* **EXERCISE TASK**:
Copy the data below verbatim, starting at the line that contains "the computer monitor" and continuing through the last line of the data, both ends included. Omit the pictures from your copy.

(Excerpts from a point labeling dataset)
-- START --

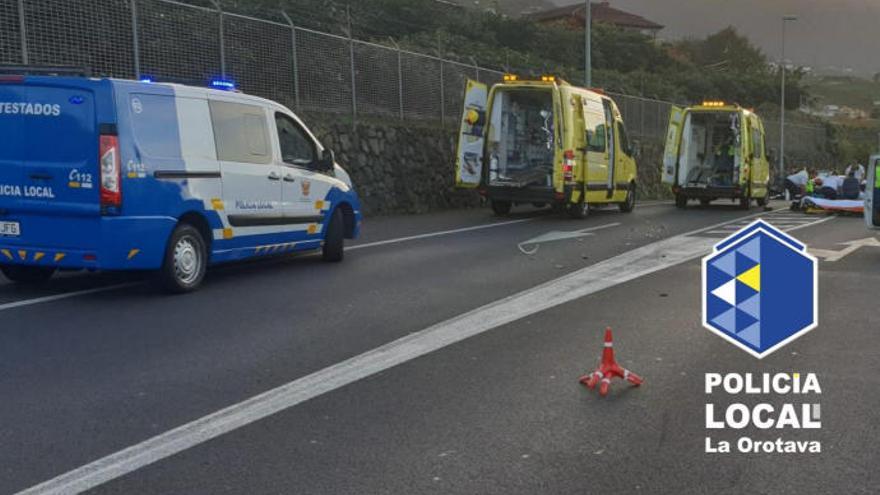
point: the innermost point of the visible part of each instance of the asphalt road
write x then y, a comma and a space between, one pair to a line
87, 376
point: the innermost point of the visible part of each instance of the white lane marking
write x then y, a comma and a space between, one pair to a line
66, 295
851, 247
605, 274
437, 234
559, 235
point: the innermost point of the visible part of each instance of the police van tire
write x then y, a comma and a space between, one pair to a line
629, 204
27, 275
578, 211
334, 242
501, 208
680, 201
186, 260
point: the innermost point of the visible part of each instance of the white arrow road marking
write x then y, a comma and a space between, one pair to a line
559, 235
603, 275
851, 247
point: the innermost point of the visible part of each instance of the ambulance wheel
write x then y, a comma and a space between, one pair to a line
334, 242
680, 201
186, 260
27, 275
501, 208
578, 211
630, 203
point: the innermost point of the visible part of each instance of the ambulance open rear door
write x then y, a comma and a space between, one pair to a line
472, 136
872, 194
673, 144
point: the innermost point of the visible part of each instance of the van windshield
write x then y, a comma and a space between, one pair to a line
521, 138
710, 148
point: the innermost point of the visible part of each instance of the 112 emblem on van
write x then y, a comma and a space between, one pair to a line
79, 180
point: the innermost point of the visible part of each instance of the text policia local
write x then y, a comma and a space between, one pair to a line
763, 416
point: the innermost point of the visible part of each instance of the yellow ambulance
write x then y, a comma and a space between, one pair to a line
544, 142
714, 151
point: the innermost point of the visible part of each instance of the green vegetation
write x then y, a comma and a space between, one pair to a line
724, 65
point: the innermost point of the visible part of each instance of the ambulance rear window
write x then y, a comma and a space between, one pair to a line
154, 122
240, 132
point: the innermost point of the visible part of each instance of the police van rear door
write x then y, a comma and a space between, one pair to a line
50, 142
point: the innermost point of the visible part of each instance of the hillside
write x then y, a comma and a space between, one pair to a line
517, 7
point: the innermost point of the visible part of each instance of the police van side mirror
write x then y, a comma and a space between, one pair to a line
327, 161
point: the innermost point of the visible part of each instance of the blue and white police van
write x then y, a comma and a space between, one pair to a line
110, 174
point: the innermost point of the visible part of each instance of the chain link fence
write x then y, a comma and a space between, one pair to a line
307, 70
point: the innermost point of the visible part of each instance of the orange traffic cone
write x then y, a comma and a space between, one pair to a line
608, 368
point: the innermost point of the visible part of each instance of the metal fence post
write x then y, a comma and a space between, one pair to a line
353, 67
222, 37
135, 40
295, 59
22, 27
644, 107
399, 77
442, 96
476, 67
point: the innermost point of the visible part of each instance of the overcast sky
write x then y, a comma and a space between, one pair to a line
841, 33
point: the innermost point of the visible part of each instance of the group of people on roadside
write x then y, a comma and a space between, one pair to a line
831, 185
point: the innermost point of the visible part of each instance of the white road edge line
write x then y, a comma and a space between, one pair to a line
603, 275
66, 295
438, 234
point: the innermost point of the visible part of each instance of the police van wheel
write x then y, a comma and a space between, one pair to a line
27, 275
334, 242
186, 260
578, 211
501, 208
630, 203
680, 201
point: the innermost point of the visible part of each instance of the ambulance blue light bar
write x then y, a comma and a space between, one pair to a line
223, 84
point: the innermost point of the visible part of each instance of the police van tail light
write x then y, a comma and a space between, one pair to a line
568, 166
111, 172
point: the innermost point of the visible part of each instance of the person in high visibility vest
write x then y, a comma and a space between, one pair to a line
724, 158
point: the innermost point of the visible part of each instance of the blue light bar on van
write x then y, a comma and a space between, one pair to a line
223, 84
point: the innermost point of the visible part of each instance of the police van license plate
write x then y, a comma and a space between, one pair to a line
10, 229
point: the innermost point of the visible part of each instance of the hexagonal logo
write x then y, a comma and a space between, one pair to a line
760, 289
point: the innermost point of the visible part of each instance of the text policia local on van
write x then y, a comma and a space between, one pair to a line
763, 416
44, 109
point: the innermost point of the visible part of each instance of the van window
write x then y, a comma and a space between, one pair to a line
757, 144
240, 132
297, 148
154, 124
596, 131
624, 141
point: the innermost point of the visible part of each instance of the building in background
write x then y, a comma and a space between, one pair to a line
573, 17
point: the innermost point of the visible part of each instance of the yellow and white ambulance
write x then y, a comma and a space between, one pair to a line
544, 142
716, 150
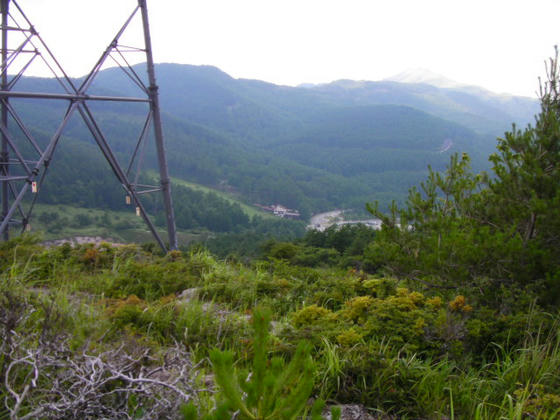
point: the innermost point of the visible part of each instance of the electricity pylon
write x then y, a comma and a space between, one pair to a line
21, 174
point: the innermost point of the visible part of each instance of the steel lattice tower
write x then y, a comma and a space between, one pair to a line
28, 171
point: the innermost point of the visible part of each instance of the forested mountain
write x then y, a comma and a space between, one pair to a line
310, 148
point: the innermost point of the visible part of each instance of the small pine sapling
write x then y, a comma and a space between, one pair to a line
272, 390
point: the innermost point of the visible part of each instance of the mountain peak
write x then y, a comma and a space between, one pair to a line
420, 75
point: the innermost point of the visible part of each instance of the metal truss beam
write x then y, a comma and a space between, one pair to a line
31, 172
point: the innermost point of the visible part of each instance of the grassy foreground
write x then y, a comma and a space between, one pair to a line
133, 331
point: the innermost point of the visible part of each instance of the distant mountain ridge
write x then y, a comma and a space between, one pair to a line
309, 148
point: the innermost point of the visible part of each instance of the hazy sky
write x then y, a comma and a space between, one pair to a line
497, 44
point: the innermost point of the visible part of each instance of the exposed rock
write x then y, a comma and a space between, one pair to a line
188, 294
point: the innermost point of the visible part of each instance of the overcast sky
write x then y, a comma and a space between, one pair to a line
497, 44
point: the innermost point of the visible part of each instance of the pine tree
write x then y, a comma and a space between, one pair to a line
272, 390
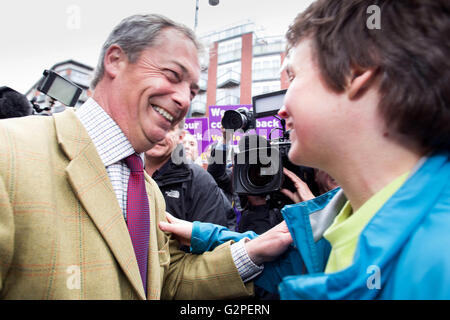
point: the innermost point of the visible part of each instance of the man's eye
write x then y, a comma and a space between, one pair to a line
173, 76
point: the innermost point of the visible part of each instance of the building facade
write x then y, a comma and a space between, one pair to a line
238, 65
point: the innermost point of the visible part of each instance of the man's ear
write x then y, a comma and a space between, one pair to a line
181, 136
359, 82
114, 58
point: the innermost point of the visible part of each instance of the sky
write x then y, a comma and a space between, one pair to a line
35, 35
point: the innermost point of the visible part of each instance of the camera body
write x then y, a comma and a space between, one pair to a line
258, 165
59, 88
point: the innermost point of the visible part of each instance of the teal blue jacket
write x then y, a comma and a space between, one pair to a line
402, 253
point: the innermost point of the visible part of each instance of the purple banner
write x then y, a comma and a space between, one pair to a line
198, 127
263, 125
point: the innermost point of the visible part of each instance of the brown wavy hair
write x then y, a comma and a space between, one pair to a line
411, 53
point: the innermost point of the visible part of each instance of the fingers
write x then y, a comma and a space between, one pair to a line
170, 217
166, 227
289, 194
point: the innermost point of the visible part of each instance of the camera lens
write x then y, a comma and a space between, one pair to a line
233, 120
256, 176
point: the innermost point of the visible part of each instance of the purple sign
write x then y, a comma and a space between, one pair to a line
264, 126
198, 127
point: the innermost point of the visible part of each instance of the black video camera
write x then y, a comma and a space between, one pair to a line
57, 88
258, 166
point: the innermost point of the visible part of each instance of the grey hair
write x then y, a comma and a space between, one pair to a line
137, 33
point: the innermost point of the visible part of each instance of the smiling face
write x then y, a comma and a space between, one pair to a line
312, 111
155, 92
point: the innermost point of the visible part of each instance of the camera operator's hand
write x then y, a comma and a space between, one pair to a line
269, 245
302, 194
181, 229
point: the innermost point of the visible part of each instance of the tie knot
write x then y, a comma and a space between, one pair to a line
134, 162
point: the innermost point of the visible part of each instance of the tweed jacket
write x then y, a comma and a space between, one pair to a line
63, 234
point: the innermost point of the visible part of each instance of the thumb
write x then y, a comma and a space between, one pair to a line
289, 194
166, 227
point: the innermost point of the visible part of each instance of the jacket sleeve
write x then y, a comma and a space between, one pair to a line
208, 202
6, 234
207, 236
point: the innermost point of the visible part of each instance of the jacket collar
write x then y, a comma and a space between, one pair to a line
91, 184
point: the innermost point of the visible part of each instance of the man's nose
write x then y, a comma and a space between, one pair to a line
283, 112
182, 96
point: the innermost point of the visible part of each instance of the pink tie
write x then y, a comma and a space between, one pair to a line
138, 214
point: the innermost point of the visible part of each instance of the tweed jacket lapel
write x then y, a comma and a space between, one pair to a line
90, 182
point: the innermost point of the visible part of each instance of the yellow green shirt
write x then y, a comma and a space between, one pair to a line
344, 233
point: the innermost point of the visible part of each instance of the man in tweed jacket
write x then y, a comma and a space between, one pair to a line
63, 232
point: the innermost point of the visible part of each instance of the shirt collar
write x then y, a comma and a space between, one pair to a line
111, 143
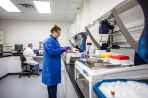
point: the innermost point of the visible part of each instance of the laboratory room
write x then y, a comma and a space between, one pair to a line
73, 49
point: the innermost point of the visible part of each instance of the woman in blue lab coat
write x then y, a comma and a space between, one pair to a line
51, 71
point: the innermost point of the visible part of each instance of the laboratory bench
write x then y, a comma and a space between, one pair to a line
70, 68
11, 64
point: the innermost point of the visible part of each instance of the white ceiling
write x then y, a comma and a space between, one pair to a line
61, 10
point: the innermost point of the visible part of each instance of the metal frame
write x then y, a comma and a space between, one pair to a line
114, 13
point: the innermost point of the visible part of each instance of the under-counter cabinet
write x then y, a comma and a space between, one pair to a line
3, 66
14, 64
68, 87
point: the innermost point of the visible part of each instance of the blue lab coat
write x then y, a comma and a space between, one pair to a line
51, 71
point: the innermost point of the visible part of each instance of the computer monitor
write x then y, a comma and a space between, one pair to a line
19, 47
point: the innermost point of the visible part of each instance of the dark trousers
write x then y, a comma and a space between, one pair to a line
52, 91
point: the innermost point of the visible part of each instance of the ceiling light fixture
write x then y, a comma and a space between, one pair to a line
8, 6
42, 6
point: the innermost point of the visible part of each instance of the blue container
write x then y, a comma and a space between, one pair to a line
100, 94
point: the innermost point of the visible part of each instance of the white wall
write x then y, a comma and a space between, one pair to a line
23, 32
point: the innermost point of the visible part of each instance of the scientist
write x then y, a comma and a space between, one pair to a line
51, 71
29, 54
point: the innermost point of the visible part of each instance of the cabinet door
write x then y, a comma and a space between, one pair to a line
64, 81
14, 64
70, 89
3, 66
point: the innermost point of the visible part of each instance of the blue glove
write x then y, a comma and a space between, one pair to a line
65, 48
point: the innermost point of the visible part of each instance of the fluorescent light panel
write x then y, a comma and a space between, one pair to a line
8, 6
42, 6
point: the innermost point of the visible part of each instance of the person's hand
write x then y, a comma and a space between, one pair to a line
65, 48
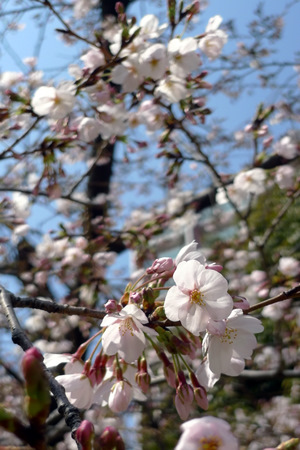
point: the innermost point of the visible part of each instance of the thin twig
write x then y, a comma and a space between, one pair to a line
54, 308
292, 293
68, 411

-- END --

* **EXERCISE ANSWER**:
point: the innermost point of the visible part of each instance of the computer monitor
write x then y, a comma and a space between, one pair to a line
19, 47
point: the innermost point of the visible part of each instance of the dark trousers
write x then y, a comma and a space between, one pair to a line
52, 91
point: the innermost point of the visible part of each instance of the ceiling light fixture
write x then y, a comma and a space between, one pair to a line
8, 6
42, 6
point: the innermost point of the visible part of each instance of the blue container
write x then y, a comma and a space between, one pair to a line
100, 94
point: the innermost point of the visible part of each instance of the white wall
write x then y, a comma and a space between, one pair to a line
23, 32
point: the innermost point of the visible part of each instance of the scientist
write x then y, a comma and a space between, one pair to a line
51, 71
29, 54
point: the innermost point of the visible part of each instance of the cabinet door
write x then y, a comma and a space between, one pair to a line
64, 81
14, 64
70, 89
3, 66
point: the innermost point of the visible part of each instance of the blue glove
write x then y, a comma and a space between, one pair to a line
65, 48
point: the innermost point of the visible part of each instance of the fluorescent light panel
write x then y, a comma and a space between, one pair to a line
8, 6
42, 6
point: the innermost point of the visible part of each instance of the person's hand
write x then y, a comma and a space between, one pair to a line
65, 48
point: the innermost point of the visible part of each instance of the thin twig
write x then y, a comma and a space between, one pair to a line
54, 308
292, 293
68, 411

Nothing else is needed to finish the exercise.